§ TEXT PROVIDED:
The interesting tale of a resurrected and very much up-armed (19 .50 cals!) B-17E, #41-2666, that took on a whole airfield of Japanese fighters over the Solomon Islands for the sake of a good photo.
“Army Air Forces pilot Capt. Jay Zeamer and his crew piloted their B-17 Flying Fortress — nicknamed “Old 666” — on one of the most daring aerial missions of World War II. Sent on a photo reconnaissance mission on June 16, 1943, he and his men fended off 17 enemy fighters while accomplishing their mission. From this near-suicide mission, the crew would be awarded two Medals of Honor and seven Distinguished Service Crosses.”

§ EXERCISE SET:
a. Duplicate the part of the text about Old 666 from "The interesting tale" up to and including "a good photo.".
b. Answer these questions using the text about Old 666.
(i) How many .50 cal guns did the B-17E carry?
(ii) On what date was the photo reconnaissance mission flown?
(iii) What awards did the crew receive for the mission?
c. Continue the text about Old 666 from its last sentence.

§ INFORMATION:
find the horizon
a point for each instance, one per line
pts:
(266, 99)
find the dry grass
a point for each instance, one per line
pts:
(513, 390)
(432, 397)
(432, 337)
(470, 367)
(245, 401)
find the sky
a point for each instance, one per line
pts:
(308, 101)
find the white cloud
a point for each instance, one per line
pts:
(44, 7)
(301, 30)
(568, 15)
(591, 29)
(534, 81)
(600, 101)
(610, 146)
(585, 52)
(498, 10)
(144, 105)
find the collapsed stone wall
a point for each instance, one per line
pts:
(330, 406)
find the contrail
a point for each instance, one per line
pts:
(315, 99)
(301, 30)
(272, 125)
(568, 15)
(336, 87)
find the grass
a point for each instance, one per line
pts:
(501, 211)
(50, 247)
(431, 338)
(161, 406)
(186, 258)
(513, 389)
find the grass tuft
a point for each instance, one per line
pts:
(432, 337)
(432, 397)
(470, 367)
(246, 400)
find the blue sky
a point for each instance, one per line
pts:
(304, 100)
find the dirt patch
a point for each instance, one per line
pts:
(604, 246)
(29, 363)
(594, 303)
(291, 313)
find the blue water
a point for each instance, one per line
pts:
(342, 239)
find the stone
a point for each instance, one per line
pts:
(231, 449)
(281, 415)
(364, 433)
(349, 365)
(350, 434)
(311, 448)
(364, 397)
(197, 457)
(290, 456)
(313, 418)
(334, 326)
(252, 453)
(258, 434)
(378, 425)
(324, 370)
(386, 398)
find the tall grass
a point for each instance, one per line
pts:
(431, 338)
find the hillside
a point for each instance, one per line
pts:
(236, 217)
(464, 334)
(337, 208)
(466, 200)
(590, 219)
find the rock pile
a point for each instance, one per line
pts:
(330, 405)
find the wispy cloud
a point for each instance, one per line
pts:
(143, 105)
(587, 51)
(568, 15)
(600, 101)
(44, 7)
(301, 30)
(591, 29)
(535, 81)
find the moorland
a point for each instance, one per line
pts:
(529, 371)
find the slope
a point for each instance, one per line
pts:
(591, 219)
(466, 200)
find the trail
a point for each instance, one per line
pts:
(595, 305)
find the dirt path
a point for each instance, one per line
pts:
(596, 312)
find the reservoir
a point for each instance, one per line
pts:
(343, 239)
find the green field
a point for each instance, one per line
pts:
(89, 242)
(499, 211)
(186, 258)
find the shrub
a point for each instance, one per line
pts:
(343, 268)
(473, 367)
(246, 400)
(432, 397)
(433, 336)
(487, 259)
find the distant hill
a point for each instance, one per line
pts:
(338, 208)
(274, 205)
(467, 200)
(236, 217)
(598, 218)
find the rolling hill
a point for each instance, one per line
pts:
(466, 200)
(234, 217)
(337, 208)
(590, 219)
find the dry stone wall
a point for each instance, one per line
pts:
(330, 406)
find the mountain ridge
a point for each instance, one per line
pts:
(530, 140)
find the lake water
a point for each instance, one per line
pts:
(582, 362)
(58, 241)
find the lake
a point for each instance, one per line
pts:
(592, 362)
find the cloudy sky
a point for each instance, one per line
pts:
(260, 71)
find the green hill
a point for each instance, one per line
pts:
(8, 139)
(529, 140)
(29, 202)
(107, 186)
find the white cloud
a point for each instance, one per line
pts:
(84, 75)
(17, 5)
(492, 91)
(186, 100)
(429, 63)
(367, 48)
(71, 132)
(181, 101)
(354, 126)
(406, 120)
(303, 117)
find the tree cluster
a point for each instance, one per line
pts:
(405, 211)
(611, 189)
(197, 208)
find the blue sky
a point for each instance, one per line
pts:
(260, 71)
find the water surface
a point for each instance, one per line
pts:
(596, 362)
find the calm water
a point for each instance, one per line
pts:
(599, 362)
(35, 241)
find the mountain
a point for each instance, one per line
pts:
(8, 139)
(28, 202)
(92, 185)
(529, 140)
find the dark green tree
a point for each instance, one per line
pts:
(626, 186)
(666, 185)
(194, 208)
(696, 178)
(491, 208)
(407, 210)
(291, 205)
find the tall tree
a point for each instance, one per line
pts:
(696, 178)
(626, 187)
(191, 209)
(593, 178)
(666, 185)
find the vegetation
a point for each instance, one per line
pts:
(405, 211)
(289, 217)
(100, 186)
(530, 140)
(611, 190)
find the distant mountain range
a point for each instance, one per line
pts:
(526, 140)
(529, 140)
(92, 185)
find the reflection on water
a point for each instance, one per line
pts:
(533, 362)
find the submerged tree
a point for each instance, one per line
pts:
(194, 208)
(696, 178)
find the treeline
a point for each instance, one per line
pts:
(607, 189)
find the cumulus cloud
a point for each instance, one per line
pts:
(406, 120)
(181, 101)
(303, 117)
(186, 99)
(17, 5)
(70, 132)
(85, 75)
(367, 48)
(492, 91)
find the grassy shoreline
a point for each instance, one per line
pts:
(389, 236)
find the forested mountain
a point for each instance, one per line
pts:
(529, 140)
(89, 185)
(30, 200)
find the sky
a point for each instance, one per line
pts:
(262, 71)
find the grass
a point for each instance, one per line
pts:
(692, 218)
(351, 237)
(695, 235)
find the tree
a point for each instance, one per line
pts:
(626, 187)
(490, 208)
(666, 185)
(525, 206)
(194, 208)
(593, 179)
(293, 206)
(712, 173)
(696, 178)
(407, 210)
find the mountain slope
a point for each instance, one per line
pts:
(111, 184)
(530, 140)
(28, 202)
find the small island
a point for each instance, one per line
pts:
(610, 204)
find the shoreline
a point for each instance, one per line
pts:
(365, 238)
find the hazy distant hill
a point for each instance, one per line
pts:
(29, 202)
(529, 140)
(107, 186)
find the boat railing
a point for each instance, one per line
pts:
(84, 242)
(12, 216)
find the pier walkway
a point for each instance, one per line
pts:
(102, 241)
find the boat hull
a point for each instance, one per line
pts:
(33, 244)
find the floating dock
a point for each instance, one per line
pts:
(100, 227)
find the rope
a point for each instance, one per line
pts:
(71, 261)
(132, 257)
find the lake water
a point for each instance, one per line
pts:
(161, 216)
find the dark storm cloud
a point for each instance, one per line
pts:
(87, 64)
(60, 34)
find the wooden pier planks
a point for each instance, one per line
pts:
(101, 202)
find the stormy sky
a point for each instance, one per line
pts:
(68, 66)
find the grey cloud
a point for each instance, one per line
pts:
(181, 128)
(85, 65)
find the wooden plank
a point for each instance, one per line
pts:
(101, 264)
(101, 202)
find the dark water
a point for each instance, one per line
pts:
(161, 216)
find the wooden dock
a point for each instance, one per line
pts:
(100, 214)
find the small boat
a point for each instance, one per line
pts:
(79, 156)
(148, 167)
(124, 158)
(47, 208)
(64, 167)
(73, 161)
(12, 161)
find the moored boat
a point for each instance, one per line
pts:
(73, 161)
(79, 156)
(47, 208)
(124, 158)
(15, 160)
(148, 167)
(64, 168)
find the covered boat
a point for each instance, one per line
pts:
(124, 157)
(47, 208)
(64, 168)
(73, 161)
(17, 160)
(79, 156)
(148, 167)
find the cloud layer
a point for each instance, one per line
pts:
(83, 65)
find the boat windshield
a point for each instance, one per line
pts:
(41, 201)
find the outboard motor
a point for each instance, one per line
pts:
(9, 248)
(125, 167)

§ ANSWERS TO THE PROBLEMS:
a.
The interesting tale of a resurrected and very much up-armed (19 .50 cals!) B-17E, #41-2666, that took on a whole airfield of Japanese fighters over the Solomon Islands for the sake of a good photo.

b.
(i) 19
(ii) June 16, 1943
(iii) Two Medals of Honor and seven Distinguished Service Crosses

c.
Zeamer’s MOH citation:
On 16 June 1943, Major Zeamer (then Captain) volunteered as pilot of a bomber on an important photographic mapping mission covering the formidably defended area in the vicinity of Buka, Solomon Islands. While photographing the Buka airdrome. his crew observed about 20 enemy fighters on the field, many of them taking off. Despite the certainty of a dangerous attack by this strong force, Major Zeamer proceeded with his mapping run, even after the enemy attack began. In the ensuing engagement, Major Zeamer sustained gunshot wounds in both arms and legs, one leg being broken. Despite his injuries, he maneuvered the damaged plane so skillfully that his gunners were able to fight off the enemy during a running fight which lasted 40 minutes. The crew destroyed at least 5 hostile planes, of which Major Zeamer himself shot down one. Although weak from loss of blood, he refused medical aid until the enemy had broken combat. He then turned over the controls, but continued to exercise command despite lapses into unconsciousness, and directed the flight to a base 580 miles away. In this voluntary action, Major Zeamer, with superb skill, resolution, and courage, accomplished a mission of great value.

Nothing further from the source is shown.